> **Excerpted passage**
Begin

Why is simplicity the measure of truth in science?
On the face of it, it's obvious. Of two theories, both equal in the accuracy of its predictions, the simpler is obviously preferable.
Okay, but why is the simpler preferable? A friend says, "fewer parts". That's question-begging: "fewer parts" is one definition of "simpler". The simpler is preferable because it's simpler!! But why should fewer parts be preferable? Because it's simpler. I want to show that the "fewer parts", though it can't be the answer, is a key to the answer, but it's important first to recognize that there really is a problem with simplicity=true. Short answer: scientific theories are about probability, not truth.
So let's get started.
"Simple" and "true" are not synonyms. They appear to be quite distinct properties. And yet Occam's Razor and theoretical economy, sometimes called theoretical beauty, parsimony -- these are all expressions of simplicity in science, and in choosing between two theories, one complex, the other simple, we scientists insist that the simpler must be true or closer to truth than the complex one even if the two theories have the same predictions. Bu' Y?
There are other metrics as well -- the relation to other theories, that is, does the theory fit smoothly into other well-established theories? -- but even this is a kind of simplicity measure. Can the different theories be reduced to a comprehensive one or do we have to tolerate many sources of prediction for many categories of phenomena?
Looking at emergent or higher-level sciences like psychology or semiology, where there really are many theories unrelated to the reductionist science of physics, the need for the emergent laws is also driven by simplicity. Reductionist physics -- like quantum physics -- can describe the shape of a statue's nose, but not explain why it has that shape. To explain how that nose came to be we need higher-level sciences like psychology and anthropology and art history to discuss and explain the role of the artist and why an artist would sculpt a nose-like shape, a question that quantum physics can't answer but that these higher level sciences can, sciences that are in many ways independent of physics (upcoming post "information faster than light"). The emergent science -- whether psychology or the anthropology of arts -- is not adding complexity, it's winnowing away the irrelevant complications of the reductionist details.
A reductionist physical explanation might work if it started with the origin of the universe, detailing every moment until it arrived at the sculpting of the nose, but such a description would not only be a huge task, it would have to have developed all the emergent sciences along the way, and it will be those emergent properties that will explain the nose, not the physics, so the entire project would be useless. We already have those emergent sciences, so it's just simpler to cut to the chase. It's the quandary of reductionism described in Borges "On the Exactitude in Science" where the map is as large as the city it maps. It's useless. Reductionism isn't useful in understanding emergent properties like statues and cities. It's mere description. We want explanation.
And there's actually no reason to believe that physics alone would be able reconstruct the emergent properties that explain the form of a statue. After all, historically the sciences of psychology or neurology did not begin with physics. They began with observing emergent entities like human behaviors and brains and cities and economies. Again, if we lived in a simplistic LaPlacean dream, we could retrace the world to its original state, but that would take us many billions of years before we'd provide an explanatory chain of the entire development of that bronze nose and we'd still need those emergent sciences.
Emergent sciences, though less accurate and less predictive than an entire reductionist history of the world, are vastly simpler. There it is again.

End

> **Given exercise**
Can you pick up the essay on simplicity and truth in science after its last sentence and carry it forward? The records that follow come from a separate source.

Saved records
Begin

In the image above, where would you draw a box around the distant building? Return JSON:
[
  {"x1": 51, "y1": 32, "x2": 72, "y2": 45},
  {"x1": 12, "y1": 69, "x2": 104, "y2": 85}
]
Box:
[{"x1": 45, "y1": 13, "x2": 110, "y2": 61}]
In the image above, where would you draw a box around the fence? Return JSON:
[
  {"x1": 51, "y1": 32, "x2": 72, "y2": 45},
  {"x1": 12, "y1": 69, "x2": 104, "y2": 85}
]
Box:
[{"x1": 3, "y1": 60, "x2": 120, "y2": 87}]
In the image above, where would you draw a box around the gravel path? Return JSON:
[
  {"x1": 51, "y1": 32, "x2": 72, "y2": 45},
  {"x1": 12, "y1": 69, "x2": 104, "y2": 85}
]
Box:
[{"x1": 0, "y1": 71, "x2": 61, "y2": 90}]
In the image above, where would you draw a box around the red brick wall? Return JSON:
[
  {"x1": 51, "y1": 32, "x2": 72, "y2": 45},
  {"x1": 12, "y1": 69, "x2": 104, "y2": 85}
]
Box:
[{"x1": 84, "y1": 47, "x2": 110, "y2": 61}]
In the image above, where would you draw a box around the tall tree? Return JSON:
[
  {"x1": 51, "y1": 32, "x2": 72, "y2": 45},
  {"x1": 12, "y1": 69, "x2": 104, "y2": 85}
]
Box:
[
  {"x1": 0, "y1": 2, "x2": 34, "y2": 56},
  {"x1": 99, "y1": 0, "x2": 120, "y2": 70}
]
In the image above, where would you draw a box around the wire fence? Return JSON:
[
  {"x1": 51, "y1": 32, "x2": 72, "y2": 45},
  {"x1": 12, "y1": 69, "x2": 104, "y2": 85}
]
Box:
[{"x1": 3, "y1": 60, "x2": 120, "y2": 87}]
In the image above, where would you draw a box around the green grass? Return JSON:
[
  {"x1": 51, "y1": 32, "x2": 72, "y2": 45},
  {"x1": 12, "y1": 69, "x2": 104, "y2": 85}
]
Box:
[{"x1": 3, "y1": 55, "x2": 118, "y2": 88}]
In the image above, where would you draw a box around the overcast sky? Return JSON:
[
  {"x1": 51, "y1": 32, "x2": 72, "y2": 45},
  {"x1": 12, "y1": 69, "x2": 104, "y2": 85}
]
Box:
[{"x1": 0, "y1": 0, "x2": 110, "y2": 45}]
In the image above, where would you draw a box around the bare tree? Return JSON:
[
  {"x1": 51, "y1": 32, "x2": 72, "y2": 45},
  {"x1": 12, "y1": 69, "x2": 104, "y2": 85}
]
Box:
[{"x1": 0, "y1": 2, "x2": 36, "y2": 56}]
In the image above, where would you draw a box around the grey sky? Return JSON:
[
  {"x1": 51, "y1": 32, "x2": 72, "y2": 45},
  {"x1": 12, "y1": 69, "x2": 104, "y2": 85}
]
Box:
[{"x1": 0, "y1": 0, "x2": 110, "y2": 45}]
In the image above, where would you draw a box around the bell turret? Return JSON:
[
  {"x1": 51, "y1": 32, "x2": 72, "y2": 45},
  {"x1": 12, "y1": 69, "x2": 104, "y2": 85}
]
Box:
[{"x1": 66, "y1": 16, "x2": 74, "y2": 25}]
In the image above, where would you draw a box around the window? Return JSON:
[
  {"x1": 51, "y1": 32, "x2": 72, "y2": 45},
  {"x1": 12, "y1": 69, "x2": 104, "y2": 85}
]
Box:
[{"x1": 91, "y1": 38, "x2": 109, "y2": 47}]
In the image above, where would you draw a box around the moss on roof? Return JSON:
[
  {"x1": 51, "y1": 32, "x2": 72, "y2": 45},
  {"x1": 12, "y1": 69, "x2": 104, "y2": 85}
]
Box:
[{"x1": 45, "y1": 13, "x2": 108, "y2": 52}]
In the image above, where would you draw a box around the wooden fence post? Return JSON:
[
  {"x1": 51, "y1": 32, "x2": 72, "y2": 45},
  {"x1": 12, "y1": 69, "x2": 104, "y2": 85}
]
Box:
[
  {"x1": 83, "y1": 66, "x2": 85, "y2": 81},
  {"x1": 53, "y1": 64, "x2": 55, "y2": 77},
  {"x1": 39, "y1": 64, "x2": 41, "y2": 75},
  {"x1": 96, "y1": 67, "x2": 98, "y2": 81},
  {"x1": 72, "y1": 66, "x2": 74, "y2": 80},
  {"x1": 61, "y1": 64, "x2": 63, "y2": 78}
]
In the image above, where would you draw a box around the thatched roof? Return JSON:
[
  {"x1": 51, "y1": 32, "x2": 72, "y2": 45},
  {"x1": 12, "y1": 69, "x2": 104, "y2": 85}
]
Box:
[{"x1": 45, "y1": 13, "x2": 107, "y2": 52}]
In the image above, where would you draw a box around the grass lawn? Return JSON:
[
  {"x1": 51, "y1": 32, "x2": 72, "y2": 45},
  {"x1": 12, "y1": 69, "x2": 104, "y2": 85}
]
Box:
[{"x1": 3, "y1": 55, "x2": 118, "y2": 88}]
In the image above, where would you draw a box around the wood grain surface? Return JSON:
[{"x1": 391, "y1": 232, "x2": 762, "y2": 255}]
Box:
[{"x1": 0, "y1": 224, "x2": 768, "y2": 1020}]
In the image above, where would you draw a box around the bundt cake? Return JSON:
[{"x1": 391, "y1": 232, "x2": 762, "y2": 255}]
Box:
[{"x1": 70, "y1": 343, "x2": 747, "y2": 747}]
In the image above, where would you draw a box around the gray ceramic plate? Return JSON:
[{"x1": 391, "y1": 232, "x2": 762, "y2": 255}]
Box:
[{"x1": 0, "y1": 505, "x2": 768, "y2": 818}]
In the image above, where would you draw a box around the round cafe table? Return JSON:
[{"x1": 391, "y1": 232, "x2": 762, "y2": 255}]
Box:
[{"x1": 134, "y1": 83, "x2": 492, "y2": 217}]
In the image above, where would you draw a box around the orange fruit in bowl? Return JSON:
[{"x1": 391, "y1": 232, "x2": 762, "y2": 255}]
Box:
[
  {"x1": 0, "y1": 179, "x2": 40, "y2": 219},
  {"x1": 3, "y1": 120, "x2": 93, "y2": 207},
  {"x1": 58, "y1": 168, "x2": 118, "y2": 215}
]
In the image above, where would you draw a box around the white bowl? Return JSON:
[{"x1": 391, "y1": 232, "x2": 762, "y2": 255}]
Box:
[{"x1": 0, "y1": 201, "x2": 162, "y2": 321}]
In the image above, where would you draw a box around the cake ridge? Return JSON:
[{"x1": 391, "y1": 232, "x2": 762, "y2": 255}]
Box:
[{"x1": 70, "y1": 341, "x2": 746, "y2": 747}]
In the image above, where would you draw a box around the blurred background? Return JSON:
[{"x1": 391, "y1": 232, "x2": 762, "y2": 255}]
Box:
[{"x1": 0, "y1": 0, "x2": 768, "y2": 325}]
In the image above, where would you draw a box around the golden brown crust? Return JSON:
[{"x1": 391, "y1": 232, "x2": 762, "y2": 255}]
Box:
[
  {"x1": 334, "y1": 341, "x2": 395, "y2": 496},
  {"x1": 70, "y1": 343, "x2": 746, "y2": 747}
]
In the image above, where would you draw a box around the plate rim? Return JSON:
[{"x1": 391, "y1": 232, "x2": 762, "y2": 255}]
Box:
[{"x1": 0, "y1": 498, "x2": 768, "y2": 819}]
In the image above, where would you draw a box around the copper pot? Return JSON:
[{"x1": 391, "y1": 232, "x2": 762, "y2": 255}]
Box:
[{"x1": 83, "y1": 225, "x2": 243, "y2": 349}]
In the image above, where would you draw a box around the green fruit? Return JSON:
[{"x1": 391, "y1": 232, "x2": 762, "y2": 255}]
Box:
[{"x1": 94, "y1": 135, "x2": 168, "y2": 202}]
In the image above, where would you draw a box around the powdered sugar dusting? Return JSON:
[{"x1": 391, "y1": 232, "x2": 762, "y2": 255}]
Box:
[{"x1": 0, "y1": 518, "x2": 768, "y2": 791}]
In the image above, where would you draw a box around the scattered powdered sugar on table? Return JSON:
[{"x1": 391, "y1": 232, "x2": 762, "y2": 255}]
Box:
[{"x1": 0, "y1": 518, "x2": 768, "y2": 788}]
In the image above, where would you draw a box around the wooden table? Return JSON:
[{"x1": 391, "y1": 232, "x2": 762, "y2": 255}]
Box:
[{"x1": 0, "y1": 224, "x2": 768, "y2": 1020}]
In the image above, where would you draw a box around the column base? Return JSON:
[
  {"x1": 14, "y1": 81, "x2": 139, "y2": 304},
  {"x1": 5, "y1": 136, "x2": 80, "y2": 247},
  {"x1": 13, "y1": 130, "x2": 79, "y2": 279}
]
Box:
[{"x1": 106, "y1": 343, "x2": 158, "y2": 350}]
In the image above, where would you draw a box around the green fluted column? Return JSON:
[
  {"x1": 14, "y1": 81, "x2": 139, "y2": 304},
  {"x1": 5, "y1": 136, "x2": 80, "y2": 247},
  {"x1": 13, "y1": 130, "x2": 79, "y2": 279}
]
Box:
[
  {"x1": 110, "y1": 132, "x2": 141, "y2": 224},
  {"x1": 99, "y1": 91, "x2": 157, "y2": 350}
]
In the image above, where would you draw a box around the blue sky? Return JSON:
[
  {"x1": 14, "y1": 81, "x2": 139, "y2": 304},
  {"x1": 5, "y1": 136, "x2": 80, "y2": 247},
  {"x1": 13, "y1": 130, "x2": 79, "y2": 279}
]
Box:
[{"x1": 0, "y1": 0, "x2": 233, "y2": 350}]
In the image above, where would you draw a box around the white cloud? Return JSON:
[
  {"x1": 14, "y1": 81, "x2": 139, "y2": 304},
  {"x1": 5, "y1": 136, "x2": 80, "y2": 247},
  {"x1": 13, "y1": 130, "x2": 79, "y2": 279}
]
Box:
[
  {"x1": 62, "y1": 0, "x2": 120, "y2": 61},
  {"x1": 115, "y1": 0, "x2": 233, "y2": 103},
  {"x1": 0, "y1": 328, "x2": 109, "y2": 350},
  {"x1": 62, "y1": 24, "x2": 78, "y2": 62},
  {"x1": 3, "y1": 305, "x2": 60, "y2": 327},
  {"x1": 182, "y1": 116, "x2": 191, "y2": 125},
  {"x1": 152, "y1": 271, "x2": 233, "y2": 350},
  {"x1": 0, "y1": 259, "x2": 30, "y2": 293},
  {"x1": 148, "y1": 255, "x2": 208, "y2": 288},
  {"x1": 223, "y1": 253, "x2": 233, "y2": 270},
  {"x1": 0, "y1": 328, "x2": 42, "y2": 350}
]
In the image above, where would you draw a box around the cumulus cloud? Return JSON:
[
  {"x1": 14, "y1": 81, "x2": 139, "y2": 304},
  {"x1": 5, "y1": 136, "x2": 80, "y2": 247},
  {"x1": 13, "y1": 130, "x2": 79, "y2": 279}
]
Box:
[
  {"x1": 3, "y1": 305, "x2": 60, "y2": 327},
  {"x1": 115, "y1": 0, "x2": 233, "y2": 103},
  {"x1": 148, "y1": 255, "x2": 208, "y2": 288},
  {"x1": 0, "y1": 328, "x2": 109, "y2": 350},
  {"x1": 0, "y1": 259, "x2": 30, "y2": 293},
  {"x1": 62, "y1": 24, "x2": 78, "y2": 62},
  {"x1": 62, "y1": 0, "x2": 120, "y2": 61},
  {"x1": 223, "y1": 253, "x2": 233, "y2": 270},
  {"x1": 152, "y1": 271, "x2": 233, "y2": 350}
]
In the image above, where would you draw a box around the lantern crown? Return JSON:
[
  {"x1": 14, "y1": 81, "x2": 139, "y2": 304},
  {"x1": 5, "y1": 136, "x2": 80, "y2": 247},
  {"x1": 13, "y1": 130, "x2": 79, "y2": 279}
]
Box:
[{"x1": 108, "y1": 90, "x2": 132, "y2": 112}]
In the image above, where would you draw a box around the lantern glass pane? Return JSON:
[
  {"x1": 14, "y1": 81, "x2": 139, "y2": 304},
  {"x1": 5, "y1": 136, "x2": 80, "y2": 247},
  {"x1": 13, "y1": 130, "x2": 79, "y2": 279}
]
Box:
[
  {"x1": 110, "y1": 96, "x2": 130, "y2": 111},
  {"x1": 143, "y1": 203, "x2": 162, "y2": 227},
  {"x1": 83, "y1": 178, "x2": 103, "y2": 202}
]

End

> **Response for this exercise**
Notice that here simplicity overrides accuracy (truth), since the emergent sciences don't explain or even describe the microstates of the nose, just its emergent properties, the most important of which is that viewers will recognize that it's a representation of a nose. In fact, the microstates are often irrelevant. Whether the bronze has a high or low nickel content is irrelevant to the viewer. The value of an emergent science is the simplicity of its understandings (commonly called "explanations") at the expense of truth. IOW, simplicity in emergent sciences is preferable to truth. lol
So I was puzzled, in my stupid, slow way, by this prima facie obvious equivalence between truth and simplicity in the sciences -- Occam's Razor, parsimony, elegance, beauty. It seems so obvious and natural, yet when you think about it, why should it be so? The more you think about it, the more you realize that truth shouldn't have any relation to simplicity. These two, simple and true, are clearly not synonyms, so why the relation?
I like asking stupid questions. They often lead to the most surprising answers. Why does gravity work over distances? Space-time. Why does time go in one direction? Probability in an entropic universe. There are stupid questions about politics, and stupid questions about psychology and stupid questions about language Their answers reveal the most wonderful surprises about political views, psychology and language. Judging crowds out learning, and so does assuming the obvious.
It occurred to me recently that there is an obvious answer to the simplicity metric in science: simple things are more probable than complicated things, all other things equal. In an entropic world, where even time's arrow is nothing more than the probability of increasing entropy is vastly higher than decreasing (though I have questions about this in a system being fed by an energy source like the sun; why isn't the direction of time reversed in natural selection evolution from simpler high entropy to lower entropic complexity? -- seems like the time's arrow theory is question begging too), a likelihood metric for the sciences makes perfect sense. Coordinating complexes is vastly much less likely than coordinating fewer elements. The math is exponential for just the number of elements, and if there's an ordering of elements, the possibilities are even greater and if there's any recursion in the elements, the possibilities are infinite. The simplicity metric is really just a probability metric in an entropic universe. It's not just fewer parts. It's that fewer parts are more likely to be coordinated, given entropy. This answer is not question-begging. It's a practical result.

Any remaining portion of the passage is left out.